WHAT YOU ARE ASKED TO DO
Scan the entries below and state how many lines contain "swimming". No other output.

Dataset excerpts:

============================================================

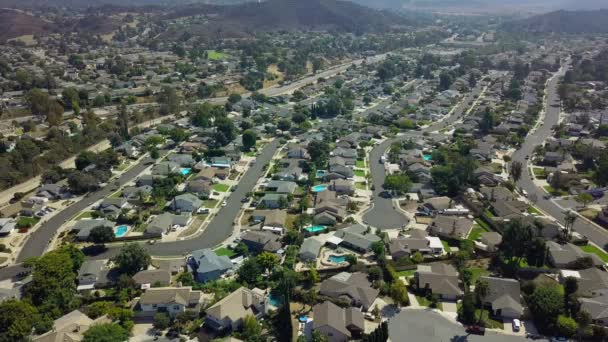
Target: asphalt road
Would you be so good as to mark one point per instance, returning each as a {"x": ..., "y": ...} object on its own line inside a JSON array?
[
  {"x": 383, "y": 214},
  {"x": 552, "y": 109}
]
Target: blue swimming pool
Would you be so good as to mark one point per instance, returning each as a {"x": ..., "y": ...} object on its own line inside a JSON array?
[
  {"x": 319, "y": 188},
  {"x": 315, "y": 228},
  {"x": 337, "y": 259},
  {"x": 121, "y": 231}
]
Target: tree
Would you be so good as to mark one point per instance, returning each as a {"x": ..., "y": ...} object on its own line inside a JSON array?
[
  {"x": 107, "y": 332},
  {"x": 132, "y": 258},
  {"x": 516, "y": 170},
  {"x": 267, "y": 260},
  {"x": 400, "y": 183},
  {"x": 101, "y": 235},
  {"x": 249, "y": 139},
  {"x": 16, "y": 320},
  {"x": 161, "y": 320},
  {"x": 584, "y": 198},
  {"x": 482, "y": 290}
]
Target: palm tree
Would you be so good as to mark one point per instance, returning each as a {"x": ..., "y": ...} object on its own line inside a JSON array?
[{"x": 482, "y": 290}]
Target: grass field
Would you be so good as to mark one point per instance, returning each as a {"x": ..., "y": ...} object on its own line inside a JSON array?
[
  {"x": 476, "y": 232},
  {"x": 219, "y": 187},
  {"x": 594, "y": 250},
  {"x": 215, "y": 55},
  {"x": 225, "y": 251}
]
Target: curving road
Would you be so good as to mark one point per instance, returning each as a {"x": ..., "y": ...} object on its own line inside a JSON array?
[
  {"x": 552, "y": 112},
  {"x": 384, "y": 214}
]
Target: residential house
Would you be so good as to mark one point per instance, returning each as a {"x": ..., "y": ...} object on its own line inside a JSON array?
[
  {"x": 89, "y": 274},
  {"x": 310, "y": 249},
  {"x": 172, "y": 300},
  {"x": 70, "y": 327},
  {"x": 336, "y": 323},
  {"x": 357, "y": 237},
  {"x": 207, "y": 265},
  {"x": 152, "y": 278},
  {"x": 417, "y": 242},
  {"x": 355, "y": 287},
  {"x": 260, "y": 241},
  {"x": 228, "y": 314},
  {"x": 186, "y": 203},
  {"x": 441, "y": 279},
  {"x": 451, "y": 227},
  {"x": 504, "y": 297}
]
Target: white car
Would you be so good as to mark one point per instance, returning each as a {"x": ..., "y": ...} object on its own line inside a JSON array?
[{"x": 516, "y": 325}]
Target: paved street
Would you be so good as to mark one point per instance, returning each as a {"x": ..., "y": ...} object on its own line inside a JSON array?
[{"x": 594, "y": 233}]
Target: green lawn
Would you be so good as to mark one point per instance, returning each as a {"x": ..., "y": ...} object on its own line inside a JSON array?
[
  {"x": 219, "y": 187},
  {"x": 446, "y": 246},
  {"x": 361, "y": 186},
  {"x": 27, "y": 221},
  {"x": 360, "y": 173},
  {"x": 86, "y": 214},
  {"x": 215, "y": 55},
  {"x": 423, "y": 301},
  {"x": 532, "y": 210},
  {"x": 225, "y": 251},
  {"x": 476, "y": 232},
  {"x": 210, "y": 203},
  {"x": 600, "y": 253}
]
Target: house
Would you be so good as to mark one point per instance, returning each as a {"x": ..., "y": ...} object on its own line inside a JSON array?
[
  {"x": 207, "y": 265},
  {"x": 357, "y": 237},
  {"x": 152, "y": 278},
  {"x": 273, "y": 201},
  {"x": 354, "y": 287},
  {"x": 260, "y": 241},
  {"x": 186, "y": 203},
  {"x": 112, "y": 207},
  {"x": 441, "y": 279},
  {"x": 336, "y": 323},
  {"x": 165, "y": 221},
  {"x": 596, "y": 306},
  {"x": 165, "y": 168},
  {"x": 567, "y": 255},
  {"x": 504, "y": 297},
  {"x": 89, "y": 273},
  {"x": 451, "y": 227},
  {"x": 70, "y": 327},
  {"x": 273, "y": 220},
  {"x": 7, "y": 225},
  {"x": 83, "y": 228},
  {"x": 417, "y": 242},
  {"x": 281, "y": 187},
  {"x": 172, "y": 300},
  {"x": 310, "y": 249},
  {"x": 342, "y": 186},
  {"x": 228, "y": 314}
]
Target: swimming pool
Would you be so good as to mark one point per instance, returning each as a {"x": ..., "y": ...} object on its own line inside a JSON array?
[
  {"x": 319, "y": 188},
  {"x": 337, "y": 259},
  {"x": 121, "y": 231},
  {"x": 315, "y": 229}
]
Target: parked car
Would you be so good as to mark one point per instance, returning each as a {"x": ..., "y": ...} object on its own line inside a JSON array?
[{"x": 516, "y": 325}]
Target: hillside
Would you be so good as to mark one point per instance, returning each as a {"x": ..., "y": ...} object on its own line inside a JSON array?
[
  {"x": 16, "y": 23},
  {"x": 570, "y": 22},
  {"x": 297, "y": 14}
]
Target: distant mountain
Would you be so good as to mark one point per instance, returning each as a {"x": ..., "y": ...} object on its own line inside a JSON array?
[
  {"x": 570, "y": 22},
  {"x": 297, "y": 14}
]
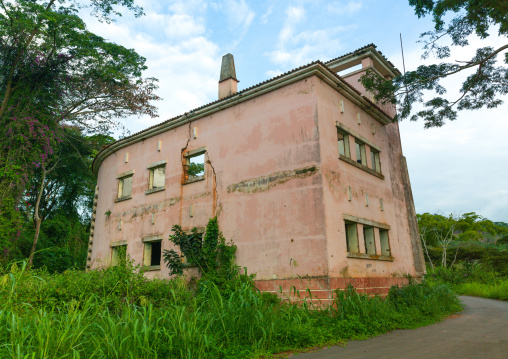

============================================================

ANSWER TO THIS TASK
2